— start of Page text —

She made her stage debut in Dusseldorf in 1906, and later worked in Weimar and Aachen. In 1910, at age 22, while still doing theatrical work in Weimar, she published her first book, a romance novel entitled Die Nach uns Kommen, which became a bestseller. She followed this up with short works such as Die Krieg und Die Frauen, which were also successful. She continued acting and, in the early teens at Aachen, crossed paths with the actor Rudolf Klein-Rogge, who became her mentor and, in 1917, her first husband. She'd followed up her first book with a string of short stories that covered all genres and seemed to possess a strong philosophical bent. Following the outbreak of the First World War, she also wrote works in a strongly nationalistic vein. According to Fritz Lang biographer Patrick McGilligan, it was after von Harbou's marriage to Klein-Rogge that she gave up acting to pursue writing full-time. It was almost by accident that von Harbou entered the movie industry; the news that producer Joe May had bought the film rights to one of her books caused her to get in touch with May, who ended up hiring her as a screenwriter for his production company, not only to adapt her own work but to work on original screenplays. It was a little later, while working on the screenplay for Das Indische Grabmal (based on one of her novels), that she first met Lang; the two were attracted to each other from the start, both intellectually and romantically. At the time, however, she was married to Klein-Rogge and Lang was married to his first wife, Lisa Rosenthal, but they did enter into a fruitful professional relationship.

— end of Page text —
— start of Provided material —

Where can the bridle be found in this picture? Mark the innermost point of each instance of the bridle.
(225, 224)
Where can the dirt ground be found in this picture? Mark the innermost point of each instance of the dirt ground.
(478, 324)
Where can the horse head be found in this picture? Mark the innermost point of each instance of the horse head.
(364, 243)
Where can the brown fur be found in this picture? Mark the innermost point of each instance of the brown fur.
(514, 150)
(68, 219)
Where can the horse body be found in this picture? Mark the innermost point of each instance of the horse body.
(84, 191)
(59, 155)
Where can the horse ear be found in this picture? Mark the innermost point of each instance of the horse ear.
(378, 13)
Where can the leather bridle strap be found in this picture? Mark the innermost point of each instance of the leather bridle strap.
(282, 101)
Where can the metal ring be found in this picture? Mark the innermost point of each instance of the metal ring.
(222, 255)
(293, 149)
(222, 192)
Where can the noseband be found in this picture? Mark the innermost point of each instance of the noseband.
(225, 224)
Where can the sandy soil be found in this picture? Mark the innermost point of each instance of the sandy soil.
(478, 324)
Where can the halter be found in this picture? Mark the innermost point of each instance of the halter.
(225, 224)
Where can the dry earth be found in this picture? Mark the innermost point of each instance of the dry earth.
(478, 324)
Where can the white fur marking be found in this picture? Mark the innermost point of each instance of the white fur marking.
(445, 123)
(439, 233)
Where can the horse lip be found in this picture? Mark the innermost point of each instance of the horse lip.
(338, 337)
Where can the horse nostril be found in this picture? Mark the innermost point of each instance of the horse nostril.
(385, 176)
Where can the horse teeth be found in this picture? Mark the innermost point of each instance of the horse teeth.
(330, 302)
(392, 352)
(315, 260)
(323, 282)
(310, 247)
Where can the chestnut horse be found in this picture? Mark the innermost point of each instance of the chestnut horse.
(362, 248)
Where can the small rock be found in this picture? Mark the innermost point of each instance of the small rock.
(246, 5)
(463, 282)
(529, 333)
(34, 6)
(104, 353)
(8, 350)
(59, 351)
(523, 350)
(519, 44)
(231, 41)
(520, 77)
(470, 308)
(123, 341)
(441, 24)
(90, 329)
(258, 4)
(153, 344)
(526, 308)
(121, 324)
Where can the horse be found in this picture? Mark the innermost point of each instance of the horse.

— end of Provided material —

Required work ▸
1 – Tally how many lines of the entries contain the string "bridle", treating case as significant, and reply with only that number.
2 – Proceed with the biographical passage on von Harbou, picking up right after its final sentence.

Answers to the exercises ▸
1 – 2

2 –
Beginning with Das Wandernde Bild in 1920 and continuing through 1933's Das Testament des Dr. Mabuse, von Harbou wrote the screenplays to every one of Lang's movies. She also authored the scripts for other directors, most notably F.W. Murnau's Phantom (1922) and Die Finanzen des Grossherzogs (1924), and Carl Theodor Dreyer's Mikael (1924), but it was Lang with whom she became most closely associated, both professionally and personally. By 1920, she and Klein-Rogge had separated, and their marriage would soon be dissolved. Lang's marital situation -- which didn't prevent him from setting up housekeeping with von Harbou -- resolved itself in a manner more befitting one of his later Hollywood-era screenplays. According to what Lang told actor Howard Vernon (as recalled by McGilligan in his book Fritz Lang: Nature of the Beast), his first wife encountered Lang and von Harbou in a sexual encounter, went to another floor of the house, and shot herself to death with a pistol that Lang had held onto from his World War I military service in the Austrian army. It was the summer of 1922 before Lang and von Harbou became husband and wife. His films were without peer during this period, not just in Germany but internationally, and were also among the most influential in the entire world, not only attracting and delighting audiences on four continents but serving as an inspiration for the next generation of directors.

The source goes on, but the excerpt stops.